START SOURCE TEXT
Among American teenagers, the drug’s “daily use has become as, or more, popular than daily cigarette smoking” according to the National Institute of Health’s 2017 Monitoring the Future study.
We’ve successfully demonized cigarettes while new laws send kids the message that marijuana is harmless.
Yet we’ve known for more than a decade of the link between marijuana and psychosis, depression and schizophrenia.
In 2007 the prestigious medical journal Lancet recanted its previous benign view of marijuana, citing studies showing “an increase in risk of psychosis of about 40 percent.”
A seminal long-term study of 50,465 Swedish army conscripts found those who had tried marijuana by age 18 had 2.4 times the risk of being diagnosed with schizophrenia in the following 15 years than those who had never used the drug. Heavy users were 6.7 times more likely to be admitted to a hospital for schizophrenia.
Another study, of 1,037 people in New Zealand, found those who used cannabis at ages 15 and 18 had higher rates of psychotic symptoms at age 26 than non-users.
A 2011 study in the British Medical Journal of 2,000 teenagers found those who smoked marijuana were twice as likely to develop psychosis as those who didn’t.
See also
Another Threat to Society - "Marijuana, Mental Illness, and Violence":
A really interesting article from the Hillsdale College publication Imprimis Marijuana, Mental Illness, and Violence
Over the last 30 years, psychiatrists and epidemiologists have turned speculation about marijuana’s dangers into science. Yet over the same period, a shrewd and expensive lobbying campaign has pushed public attitudes about marijuana the other way. And the effects are now becoming apparent.
Almost everything you think you know about the health effects of cannabis, almost everything advocates and the media have told you for a generation, is wrong.
If you are concerned about the effects on our society of the promiscuous use of legal and illegal drugs, then this article about the relationship of marijuana to mental diseases, you should read this article.
The issues raised need far more exposure.
Not only should we be concerned about what the research reported on by Mr. Berenson indicates, we should also be concerned about the long-term effects on the bodies of habitual users of marijuana - if inhaling tobacco smoke or chewing tobacco are known cancer risks, it seems pretty obvious that doing the same sort of ingestion with another substance must pose some risk - one that the users of today will tomorrow being suing the legal purveyors of their supply for "misrepresentation" of the health benefits of their product.
Things are seldom as they seem, and, as with "feel good alcohol" use, there is a price to be paid down the road for the harm the purveyors of marijuana are doing with their "harmless buzz" pushing of their product.
END SOURCE TEXT
START INFORMATION PROVIDED
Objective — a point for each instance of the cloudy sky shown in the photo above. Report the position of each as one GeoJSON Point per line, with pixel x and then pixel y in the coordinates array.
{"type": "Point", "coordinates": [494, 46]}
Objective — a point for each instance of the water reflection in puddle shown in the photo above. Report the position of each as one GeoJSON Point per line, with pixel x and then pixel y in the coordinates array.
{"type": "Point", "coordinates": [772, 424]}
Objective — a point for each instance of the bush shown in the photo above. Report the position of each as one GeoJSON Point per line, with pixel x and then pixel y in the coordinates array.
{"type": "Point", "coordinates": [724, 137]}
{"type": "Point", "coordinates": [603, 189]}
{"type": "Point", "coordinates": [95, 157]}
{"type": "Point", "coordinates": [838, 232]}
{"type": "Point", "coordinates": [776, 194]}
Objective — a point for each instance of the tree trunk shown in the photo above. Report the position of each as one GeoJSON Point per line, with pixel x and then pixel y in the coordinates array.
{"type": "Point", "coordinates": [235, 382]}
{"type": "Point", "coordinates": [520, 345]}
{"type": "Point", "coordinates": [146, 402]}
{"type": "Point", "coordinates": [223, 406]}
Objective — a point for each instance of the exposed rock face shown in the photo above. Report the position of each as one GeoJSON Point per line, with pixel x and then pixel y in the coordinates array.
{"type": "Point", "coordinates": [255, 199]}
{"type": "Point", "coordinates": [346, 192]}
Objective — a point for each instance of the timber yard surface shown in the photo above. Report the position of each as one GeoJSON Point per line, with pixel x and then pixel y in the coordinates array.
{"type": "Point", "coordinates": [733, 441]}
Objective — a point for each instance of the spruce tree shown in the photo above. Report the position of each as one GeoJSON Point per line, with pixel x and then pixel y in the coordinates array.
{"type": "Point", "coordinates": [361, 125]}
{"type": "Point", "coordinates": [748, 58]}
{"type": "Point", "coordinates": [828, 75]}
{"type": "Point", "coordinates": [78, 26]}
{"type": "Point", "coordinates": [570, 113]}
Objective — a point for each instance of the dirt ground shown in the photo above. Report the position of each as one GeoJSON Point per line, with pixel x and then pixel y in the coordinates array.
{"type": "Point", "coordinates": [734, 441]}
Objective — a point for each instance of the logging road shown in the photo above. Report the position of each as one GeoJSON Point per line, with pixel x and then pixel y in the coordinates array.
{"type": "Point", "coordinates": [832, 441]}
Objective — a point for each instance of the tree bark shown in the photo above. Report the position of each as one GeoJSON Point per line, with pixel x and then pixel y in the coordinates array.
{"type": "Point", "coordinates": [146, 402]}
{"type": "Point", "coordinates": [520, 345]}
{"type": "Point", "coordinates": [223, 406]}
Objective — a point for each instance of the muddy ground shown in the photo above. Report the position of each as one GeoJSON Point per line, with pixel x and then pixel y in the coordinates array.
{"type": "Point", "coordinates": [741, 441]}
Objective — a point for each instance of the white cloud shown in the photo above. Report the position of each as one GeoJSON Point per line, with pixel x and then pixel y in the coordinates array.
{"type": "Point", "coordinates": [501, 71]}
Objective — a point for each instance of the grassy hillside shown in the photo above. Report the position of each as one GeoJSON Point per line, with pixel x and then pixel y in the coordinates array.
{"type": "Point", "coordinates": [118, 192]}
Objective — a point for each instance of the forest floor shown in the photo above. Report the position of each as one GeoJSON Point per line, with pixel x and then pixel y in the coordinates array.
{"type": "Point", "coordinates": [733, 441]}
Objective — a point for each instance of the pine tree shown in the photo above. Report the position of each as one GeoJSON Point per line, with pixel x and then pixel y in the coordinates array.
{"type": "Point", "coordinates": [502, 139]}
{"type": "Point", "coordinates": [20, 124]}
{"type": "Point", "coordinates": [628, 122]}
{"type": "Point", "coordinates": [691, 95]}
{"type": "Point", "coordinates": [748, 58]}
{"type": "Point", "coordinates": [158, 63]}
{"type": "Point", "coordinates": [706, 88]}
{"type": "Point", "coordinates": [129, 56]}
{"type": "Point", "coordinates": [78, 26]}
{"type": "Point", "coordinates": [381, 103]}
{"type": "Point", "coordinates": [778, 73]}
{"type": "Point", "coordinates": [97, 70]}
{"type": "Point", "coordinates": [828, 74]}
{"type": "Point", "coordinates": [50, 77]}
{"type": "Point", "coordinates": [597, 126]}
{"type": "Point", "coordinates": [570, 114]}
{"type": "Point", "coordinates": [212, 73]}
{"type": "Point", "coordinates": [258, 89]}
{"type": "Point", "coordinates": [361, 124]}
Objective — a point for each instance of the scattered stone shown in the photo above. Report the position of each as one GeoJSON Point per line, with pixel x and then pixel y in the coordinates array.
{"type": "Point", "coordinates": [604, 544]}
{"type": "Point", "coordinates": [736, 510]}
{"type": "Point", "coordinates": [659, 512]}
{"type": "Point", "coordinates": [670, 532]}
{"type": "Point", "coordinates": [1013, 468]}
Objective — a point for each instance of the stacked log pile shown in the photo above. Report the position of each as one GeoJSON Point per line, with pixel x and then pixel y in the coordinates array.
END INFORMATION PROVIDED
START INFORMATION PROVIDED
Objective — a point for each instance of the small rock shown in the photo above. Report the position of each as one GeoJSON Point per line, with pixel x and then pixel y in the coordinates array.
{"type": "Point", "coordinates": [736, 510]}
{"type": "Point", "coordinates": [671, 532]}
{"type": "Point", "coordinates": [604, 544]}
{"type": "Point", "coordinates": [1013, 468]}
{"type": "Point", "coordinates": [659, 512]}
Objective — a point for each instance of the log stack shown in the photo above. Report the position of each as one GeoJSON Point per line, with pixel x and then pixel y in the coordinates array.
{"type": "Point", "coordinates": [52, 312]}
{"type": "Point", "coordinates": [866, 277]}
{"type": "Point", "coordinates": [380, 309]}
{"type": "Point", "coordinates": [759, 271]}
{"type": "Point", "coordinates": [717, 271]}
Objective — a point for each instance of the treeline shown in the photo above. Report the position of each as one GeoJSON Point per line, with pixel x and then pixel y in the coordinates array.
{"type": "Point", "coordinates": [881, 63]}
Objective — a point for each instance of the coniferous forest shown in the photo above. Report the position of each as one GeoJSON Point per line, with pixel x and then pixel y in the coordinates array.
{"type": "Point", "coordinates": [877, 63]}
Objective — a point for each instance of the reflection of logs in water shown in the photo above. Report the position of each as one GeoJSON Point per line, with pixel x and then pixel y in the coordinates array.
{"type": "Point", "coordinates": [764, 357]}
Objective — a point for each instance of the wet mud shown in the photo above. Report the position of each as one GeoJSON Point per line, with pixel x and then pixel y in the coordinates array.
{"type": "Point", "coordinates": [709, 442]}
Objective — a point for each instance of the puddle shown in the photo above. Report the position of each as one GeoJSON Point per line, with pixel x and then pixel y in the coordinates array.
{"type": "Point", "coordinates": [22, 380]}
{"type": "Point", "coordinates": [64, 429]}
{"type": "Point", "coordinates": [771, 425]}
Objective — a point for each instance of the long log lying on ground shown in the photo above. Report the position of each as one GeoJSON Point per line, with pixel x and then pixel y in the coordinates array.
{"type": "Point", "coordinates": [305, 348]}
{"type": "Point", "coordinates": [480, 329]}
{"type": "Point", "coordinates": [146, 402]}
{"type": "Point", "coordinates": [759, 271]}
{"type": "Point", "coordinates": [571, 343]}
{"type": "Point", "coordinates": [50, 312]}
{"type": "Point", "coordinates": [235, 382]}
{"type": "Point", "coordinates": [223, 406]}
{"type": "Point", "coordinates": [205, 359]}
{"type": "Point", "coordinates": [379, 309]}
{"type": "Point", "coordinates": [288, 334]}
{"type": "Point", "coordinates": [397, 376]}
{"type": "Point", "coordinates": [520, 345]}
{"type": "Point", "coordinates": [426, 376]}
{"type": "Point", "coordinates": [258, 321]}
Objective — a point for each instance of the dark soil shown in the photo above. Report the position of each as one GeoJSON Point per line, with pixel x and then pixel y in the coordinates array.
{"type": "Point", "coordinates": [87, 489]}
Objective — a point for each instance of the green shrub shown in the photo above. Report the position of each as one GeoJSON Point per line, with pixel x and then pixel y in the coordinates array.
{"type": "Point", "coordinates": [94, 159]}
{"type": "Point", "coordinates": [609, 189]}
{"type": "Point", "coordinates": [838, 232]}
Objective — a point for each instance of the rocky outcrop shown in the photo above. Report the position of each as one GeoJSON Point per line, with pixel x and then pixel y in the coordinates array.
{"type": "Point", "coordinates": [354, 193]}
END INFORMATION PROVIDED
TASK STATEMENT: Reproduce the stretch of the marijuana passage from "We’ve successfully demonized" through "26 than non-users.". Rely solely on the marijuana passage and set the entries aside.

TASK RESPONSE:
We’ve successfully demonized cigarettes while new laws send kids the message that marijuana is harmless.
Yet we’ve known for more than a decade of the link between marijuana and psychosis, depression and schizophrenia.
In 2007 the prestigious medical journal Lancet recanted its previous benign view of marijuana, citing studies showing “an increase in risk of psychosis of about 40 percent.”
A seminal long-term study of 50,465 Swedish army conscripts found those who had tried marijuana by age 18 had 2.4 times the risk of being diagnosed with schizophrenia in the following 15 years than those who had never used the drug. Heavy users were 6.7 times more likely to be admitted to a hospital for schizophrenia.
Another study, of 1,037 people in New Zealand, found those who used cannabis at ages 15 and 18 had higher rates of psychotic symptoms at age 26 than non-users.